- _Problem_: Can you reproduce the lines from the one containing "Detect white pavement marking." through the one containing "[289,136,374,248]", lowering every bounding-box coordinate by 98 and leaving everything else unchanged?

+++ Given records +++

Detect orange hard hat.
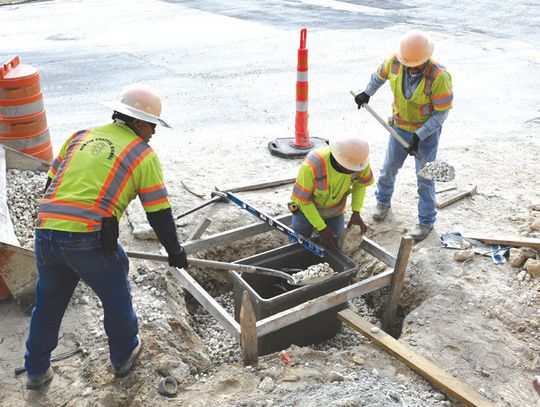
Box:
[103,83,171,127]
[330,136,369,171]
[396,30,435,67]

+++
+++ Given records +++

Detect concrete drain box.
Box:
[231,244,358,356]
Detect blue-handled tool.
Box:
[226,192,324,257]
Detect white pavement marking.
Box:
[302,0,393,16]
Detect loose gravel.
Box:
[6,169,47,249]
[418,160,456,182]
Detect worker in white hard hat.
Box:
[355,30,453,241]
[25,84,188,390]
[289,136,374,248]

+++

- _Full response_:
Detect white pavement marking.
Box:
[204,-98,295,-82]
Detect loose gravel.
Box:
[-92,71,-51,151]
[320,62,358,84]
Detect worker in white hard hat.
Box:
[257,-68,355,143]
[-73,-14,90,292]
[191,38,276,150]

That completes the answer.